*What you should do:*
Could you rewrite the data from the line with "Put a dot on the boy's ear" through the line with "<point>87,72</point>", putting "child's" in place of "boy's" and keeping everything else the same?

*Provided records:*

○ ○ ○ ○ ○ ○ ○

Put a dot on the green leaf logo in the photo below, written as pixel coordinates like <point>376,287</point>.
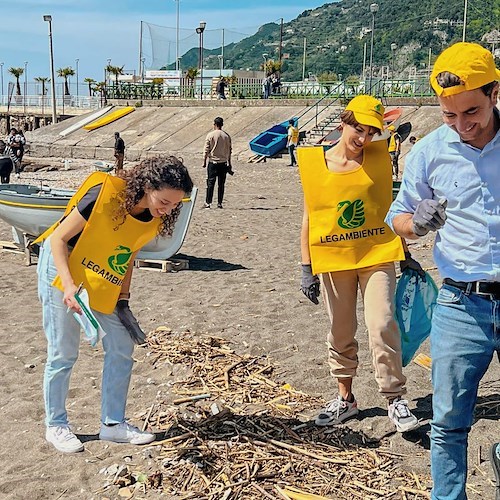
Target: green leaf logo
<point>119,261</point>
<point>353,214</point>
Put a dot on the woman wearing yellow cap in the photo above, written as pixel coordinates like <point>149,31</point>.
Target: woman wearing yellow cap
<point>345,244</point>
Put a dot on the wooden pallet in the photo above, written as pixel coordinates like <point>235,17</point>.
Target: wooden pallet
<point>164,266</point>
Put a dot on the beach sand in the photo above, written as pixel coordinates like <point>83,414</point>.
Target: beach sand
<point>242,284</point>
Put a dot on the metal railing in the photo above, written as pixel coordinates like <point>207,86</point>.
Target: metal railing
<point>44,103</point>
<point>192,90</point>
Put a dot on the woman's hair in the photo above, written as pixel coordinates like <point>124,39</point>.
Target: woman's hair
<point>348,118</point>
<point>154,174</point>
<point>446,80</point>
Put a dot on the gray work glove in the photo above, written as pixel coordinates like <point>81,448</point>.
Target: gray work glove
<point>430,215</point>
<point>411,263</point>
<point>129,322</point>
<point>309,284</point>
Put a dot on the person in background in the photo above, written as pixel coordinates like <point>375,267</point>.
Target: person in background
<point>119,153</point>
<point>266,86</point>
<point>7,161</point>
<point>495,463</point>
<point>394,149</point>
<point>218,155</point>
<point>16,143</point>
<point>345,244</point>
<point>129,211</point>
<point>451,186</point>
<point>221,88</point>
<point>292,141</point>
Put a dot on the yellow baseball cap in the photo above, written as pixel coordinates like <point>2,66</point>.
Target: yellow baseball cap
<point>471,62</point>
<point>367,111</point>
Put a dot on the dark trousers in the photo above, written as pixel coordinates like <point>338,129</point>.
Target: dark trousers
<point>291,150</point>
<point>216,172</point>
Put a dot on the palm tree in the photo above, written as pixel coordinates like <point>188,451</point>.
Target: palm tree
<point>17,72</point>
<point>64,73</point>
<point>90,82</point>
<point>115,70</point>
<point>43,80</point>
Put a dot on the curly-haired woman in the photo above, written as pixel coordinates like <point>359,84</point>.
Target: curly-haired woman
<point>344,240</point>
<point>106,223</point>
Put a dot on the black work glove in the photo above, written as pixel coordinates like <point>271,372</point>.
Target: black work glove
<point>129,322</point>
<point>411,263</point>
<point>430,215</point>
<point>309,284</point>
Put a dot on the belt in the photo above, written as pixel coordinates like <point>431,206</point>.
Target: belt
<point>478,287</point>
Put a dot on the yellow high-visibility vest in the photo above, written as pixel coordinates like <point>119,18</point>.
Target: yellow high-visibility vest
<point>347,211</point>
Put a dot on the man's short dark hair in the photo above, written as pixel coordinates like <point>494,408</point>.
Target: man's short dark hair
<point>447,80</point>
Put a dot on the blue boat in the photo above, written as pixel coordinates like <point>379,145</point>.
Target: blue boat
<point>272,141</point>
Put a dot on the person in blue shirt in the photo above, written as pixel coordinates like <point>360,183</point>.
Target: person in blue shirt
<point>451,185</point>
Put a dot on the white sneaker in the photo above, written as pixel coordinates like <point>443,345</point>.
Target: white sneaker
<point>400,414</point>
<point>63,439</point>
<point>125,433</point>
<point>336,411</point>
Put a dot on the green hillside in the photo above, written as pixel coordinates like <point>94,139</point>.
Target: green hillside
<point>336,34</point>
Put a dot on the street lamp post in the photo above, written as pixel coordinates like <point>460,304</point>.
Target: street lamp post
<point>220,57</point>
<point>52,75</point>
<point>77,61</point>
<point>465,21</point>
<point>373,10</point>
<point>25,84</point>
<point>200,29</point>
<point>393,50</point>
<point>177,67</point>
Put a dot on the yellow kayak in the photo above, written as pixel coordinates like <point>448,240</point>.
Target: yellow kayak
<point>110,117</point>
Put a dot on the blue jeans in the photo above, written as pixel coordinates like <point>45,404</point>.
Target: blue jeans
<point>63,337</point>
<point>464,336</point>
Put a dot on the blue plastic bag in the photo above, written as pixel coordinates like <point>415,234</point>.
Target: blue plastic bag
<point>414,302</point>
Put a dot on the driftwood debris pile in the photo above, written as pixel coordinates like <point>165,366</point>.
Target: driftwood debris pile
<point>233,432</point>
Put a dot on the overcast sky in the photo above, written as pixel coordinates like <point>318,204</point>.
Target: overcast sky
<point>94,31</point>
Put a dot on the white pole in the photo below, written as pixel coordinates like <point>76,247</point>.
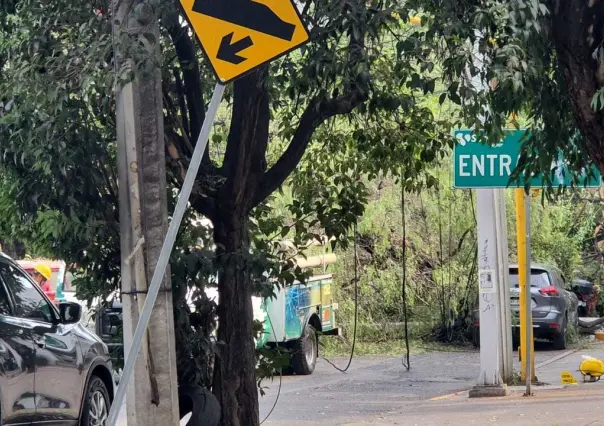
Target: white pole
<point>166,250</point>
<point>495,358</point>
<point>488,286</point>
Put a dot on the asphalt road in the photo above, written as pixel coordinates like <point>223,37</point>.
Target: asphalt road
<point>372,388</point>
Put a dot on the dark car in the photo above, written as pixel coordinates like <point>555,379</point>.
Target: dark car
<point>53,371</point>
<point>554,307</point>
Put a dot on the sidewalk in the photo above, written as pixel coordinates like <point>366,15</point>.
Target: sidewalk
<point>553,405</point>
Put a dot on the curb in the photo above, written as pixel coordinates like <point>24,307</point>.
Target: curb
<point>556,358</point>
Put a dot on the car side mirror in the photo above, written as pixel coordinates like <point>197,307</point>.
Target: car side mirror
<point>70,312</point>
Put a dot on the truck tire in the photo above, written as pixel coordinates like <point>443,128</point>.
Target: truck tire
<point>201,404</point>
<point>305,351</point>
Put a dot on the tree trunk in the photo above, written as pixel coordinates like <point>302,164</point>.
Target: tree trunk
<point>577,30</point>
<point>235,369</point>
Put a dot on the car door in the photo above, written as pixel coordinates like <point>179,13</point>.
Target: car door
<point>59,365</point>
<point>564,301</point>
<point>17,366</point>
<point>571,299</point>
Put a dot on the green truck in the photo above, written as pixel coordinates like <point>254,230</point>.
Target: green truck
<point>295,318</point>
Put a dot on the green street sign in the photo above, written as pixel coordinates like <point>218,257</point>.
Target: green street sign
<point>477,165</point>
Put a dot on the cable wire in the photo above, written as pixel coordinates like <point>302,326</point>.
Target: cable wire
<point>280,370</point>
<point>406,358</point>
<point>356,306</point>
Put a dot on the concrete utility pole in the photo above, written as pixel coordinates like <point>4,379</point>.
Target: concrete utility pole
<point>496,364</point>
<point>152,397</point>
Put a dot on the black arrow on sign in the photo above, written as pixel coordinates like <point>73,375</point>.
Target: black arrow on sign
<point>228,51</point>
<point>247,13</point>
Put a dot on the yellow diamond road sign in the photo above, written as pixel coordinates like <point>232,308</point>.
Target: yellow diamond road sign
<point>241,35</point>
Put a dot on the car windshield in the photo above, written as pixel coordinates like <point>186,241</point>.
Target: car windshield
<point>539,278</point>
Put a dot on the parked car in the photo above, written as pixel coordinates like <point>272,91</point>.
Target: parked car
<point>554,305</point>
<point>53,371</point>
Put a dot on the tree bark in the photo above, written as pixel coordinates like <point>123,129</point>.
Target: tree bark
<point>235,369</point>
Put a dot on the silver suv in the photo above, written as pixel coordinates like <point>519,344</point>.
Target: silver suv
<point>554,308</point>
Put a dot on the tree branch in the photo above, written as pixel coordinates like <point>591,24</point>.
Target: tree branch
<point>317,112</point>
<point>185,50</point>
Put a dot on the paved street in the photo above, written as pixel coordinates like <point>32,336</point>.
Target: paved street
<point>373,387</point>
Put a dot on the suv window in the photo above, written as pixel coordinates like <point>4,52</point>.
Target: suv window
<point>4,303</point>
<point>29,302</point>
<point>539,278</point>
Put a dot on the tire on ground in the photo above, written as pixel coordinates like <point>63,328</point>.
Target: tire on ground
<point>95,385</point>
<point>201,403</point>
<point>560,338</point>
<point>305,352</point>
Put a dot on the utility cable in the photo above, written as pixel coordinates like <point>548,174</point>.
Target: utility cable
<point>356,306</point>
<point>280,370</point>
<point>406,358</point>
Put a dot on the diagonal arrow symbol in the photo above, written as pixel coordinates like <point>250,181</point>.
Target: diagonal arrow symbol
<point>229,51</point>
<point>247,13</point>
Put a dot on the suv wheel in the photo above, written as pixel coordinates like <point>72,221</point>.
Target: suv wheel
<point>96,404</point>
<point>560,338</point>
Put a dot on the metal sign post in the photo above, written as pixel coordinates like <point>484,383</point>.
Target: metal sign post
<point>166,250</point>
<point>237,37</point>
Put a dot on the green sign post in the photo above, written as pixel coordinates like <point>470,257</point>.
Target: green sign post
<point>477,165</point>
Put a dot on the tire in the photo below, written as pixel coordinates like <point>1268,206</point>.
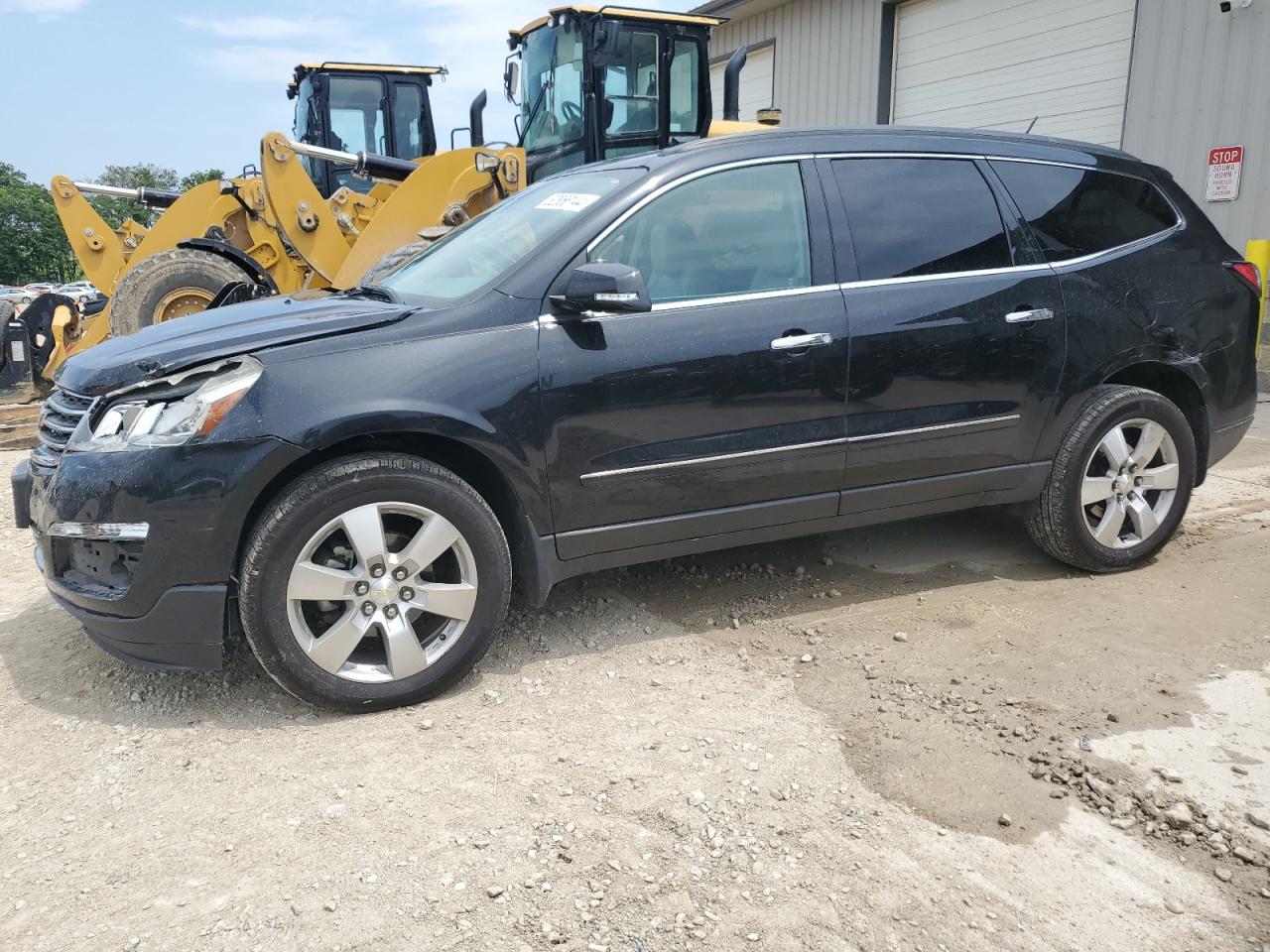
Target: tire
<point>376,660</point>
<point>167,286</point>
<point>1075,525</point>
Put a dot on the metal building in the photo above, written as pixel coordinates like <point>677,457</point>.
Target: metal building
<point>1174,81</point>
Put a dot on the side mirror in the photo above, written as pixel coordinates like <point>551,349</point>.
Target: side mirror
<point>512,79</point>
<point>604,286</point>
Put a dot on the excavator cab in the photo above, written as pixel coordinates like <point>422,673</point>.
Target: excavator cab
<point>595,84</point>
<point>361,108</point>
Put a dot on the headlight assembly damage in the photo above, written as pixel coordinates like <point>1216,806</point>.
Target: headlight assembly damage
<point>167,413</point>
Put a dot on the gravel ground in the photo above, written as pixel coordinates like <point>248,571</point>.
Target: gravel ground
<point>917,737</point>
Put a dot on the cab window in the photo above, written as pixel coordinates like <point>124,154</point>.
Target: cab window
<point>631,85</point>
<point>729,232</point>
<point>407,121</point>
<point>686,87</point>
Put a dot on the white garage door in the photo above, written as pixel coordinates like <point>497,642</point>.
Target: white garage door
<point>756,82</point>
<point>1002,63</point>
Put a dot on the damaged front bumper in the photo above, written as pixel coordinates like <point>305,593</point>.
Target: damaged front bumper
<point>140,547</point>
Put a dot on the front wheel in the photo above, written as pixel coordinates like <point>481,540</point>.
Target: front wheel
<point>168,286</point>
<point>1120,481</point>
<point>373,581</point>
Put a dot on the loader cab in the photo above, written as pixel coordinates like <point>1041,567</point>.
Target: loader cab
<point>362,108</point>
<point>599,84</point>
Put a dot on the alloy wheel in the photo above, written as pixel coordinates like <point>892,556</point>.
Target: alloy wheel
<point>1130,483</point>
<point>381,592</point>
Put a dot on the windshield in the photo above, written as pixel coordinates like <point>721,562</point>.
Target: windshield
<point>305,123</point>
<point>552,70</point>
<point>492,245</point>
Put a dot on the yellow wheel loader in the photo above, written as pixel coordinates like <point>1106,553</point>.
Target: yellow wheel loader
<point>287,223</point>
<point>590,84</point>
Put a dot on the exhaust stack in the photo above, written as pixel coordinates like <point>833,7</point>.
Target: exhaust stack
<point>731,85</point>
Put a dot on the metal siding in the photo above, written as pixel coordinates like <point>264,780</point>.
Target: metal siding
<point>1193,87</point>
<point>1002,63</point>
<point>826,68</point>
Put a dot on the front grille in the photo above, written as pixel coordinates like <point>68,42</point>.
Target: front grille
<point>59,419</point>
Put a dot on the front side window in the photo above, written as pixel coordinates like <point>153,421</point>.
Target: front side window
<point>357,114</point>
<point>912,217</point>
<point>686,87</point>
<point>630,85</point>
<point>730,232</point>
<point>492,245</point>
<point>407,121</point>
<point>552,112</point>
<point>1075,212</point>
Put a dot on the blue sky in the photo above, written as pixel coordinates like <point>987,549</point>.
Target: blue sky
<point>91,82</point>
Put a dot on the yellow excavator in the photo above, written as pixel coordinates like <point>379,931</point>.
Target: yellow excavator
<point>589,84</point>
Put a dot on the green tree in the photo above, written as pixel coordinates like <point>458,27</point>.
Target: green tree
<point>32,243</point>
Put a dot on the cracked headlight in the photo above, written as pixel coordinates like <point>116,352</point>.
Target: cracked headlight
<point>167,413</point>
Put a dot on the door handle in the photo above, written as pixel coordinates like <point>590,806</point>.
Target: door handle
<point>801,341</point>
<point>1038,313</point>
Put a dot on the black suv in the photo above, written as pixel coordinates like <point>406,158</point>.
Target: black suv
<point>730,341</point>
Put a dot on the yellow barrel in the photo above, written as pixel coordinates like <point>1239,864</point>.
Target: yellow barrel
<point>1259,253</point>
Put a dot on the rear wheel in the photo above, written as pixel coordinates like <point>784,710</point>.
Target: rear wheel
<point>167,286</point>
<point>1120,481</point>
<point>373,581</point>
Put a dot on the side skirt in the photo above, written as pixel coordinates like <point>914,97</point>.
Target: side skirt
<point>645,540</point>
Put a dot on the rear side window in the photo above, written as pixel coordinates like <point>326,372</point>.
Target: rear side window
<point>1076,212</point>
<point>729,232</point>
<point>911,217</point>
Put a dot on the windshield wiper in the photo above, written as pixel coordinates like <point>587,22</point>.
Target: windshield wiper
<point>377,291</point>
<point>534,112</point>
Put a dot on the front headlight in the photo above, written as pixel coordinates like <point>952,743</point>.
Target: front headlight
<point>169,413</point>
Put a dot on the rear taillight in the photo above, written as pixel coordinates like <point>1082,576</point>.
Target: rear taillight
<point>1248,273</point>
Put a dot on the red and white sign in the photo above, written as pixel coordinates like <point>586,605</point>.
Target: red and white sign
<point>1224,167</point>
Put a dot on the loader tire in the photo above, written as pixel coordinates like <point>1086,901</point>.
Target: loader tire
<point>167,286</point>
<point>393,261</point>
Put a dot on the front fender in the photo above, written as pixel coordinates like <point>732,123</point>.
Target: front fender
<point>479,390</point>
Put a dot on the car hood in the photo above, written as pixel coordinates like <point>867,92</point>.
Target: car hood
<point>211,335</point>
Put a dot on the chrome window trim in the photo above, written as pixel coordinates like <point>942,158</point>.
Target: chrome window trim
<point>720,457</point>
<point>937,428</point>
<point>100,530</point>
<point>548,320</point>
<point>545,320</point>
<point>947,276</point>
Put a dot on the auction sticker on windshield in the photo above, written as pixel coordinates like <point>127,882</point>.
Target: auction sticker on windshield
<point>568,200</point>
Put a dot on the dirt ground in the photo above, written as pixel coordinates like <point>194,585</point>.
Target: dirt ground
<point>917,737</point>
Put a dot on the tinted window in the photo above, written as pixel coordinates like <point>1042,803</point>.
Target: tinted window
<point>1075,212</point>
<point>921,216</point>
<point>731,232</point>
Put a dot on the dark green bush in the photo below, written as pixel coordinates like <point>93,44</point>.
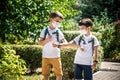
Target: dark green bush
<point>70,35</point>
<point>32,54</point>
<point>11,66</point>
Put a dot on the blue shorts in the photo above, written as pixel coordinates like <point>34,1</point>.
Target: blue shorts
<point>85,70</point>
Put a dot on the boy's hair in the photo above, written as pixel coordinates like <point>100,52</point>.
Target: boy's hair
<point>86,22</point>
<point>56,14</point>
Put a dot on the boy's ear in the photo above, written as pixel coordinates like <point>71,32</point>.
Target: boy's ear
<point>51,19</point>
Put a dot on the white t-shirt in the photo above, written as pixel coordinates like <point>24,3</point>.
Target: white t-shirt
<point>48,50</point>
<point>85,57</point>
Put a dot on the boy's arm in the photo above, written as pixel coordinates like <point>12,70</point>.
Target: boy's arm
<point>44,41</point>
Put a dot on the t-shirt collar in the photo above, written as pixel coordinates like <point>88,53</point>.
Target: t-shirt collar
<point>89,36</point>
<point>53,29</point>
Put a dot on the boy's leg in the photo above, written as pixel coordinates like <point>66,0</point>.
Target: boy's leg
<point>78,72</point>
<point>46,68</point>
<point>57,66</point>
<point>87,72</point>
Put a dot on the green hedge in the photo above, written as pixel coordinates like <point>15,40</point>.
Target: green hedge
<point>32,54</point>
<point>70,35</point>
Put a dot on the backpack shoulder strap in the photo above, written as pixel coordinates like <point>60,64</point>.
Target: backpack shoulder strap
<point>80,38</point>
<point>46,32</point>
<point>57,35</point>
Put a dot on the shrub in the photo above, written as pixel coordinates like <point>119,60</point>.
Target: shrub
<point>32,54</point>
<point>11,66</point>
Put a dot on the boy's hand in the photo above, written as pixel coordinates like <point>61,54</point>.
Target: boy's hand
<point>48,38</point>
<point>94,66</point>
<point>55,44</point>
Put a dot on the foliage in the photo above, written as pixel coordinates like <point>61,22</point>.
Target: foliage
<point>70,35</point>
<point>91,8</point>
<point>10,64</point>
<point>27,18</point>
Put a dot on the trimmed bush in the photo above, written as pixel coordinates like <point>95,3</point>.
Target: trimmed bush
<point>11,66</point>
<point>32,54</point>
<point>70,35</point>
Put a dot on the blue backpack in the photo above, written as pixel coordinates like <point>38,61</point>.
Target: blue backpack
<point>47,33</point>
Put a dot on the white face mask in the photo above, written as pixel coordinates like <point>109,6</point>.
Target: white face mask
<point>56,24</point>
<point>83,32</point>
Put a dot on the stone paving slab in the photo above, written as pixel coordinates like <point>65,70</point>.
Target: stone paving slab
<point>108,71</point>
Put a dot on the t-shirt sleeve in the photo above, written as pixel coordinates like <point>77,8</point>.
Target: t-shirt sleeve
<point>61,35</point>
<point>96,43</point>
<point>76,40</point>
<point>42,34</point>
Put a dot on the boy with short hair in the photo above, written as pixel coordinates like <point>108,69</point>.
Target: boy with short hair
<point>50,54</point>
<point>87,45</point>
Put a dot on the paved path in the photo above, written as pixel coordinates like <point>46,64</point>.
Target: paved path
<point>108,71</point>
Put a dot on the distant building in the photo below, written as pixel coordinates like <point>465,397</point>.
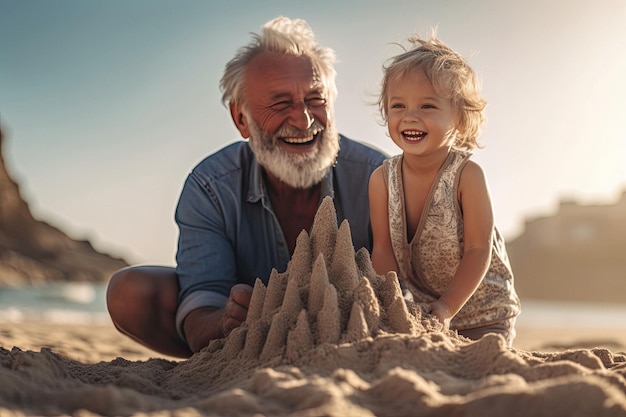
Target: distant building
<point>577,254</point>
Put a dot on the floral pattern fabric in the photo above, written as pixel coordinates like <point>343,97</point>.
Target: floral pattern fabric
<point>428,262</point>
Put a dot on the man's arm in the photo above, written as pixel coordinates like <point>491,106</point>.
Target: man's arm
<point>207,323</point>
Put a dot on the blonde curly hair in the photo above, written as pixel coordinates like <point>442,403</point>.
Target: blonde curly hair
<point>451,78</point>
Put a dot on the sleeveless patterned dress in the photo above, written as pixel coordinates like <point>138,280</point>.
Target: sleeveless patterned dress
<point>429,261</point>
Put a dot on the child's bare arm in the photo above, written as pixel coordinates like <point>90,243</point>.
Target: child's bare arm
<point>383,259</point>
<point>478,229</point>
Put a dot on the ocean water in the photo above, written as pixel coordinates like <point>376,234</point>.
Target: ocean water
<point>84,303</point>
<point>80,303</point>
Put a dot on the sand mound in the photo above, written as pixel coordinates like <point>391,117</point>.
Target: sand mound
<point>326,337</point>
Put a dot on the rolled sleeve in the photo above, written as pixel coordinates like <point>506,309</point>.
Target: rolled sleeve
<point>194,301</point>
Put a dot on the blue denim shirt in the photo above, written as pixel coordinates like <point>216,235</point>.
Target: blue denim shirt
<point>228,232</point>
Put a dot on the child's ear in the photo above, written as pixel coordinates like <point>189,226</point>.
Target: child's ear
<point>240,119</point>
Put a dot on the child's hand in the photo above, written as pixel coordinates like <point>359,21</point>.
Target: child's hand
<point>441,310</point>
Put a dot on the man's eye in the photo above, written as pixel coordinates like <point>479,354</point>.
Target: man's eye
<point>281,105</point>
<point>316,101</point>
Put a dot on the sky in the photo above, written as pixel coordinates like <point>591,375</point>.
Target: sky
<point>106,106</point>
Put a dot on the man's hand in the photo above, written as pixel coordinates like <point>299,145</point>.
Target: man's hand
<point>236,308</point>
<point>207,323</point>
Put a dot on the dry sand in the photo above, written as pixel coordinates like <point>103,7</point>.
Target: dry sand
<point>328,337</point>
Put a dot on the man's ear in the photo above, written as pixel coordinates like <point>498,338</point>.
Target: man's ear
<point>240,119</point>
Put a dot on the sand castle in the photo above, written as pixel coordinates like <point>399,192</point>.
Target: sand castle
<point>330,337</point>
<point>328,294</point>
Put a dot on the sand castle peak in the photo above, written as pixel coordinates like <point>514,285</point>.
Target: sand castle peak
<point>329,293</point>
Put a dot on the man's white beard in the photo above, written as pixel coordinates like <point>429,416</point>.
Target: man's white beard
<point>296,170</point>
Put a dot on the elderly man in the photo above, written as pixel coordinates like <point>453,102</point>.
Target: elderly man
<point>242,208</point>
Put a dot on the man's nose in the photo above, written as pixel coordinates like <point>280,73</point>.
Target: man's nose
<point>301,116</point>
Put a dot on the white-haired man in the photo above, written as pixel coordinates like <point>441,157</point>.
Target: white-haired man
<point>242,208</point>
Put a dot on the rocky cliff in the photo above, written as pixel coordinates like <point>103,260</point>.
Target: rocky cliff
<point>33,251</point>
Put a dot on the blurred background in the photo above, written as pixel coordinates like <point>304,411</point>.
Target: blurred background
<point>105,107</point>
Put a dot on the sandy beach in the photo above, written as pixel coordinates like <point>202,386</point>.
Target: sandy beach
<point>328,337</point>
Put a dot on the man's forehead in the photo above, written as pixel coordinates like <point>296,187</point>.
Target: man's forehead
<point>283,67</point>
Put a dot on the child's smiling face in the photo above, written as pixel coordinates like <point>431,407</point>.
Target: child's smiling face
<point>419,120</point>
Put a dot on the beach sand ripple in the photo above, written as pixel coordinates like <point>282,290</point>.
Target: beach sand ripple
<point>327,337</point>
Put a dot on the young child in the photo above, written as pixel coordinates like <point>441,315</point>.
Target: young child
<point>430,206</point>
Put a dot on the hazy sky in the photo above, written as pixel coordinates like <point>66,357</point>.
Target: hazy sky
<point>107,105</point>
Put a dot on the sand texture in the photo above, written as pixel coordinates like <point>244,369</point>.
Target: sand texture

○ ○ ○ ○ ○ ○ ○

*Expected answer:*
Put a dot on the child's ear in the photo above, written as pixel coordinates like <point>71,32</point>.
Target: child's ear
<point>51,19</point>
Put a dot on the white t-shirt in the photo above, written as pixel coordinates like <point>24,3</point>.
Target: white t-shirt
<point>48,50</point>
<point>85,57</point>
Put a dot on the child's arm in the photo above, written as pixel coordinates like <point>12,70</point>.
Target: child's arm
<point>44,41</point>
Put a dot on the t-shirt collar in the photo above, written as pixel coordinates like <point>88,53</point>.
Target: t-shirt collar
<point>89,36</point>
<point>53,29</point>
Put a dot on the child's leg in the photo above, written as pixel coordinates like <point>66,0</point>.
Target: child's leg
<point>78,72</point>
<point>46,68</point>
<point>57,66</point>
<point>87,72</point>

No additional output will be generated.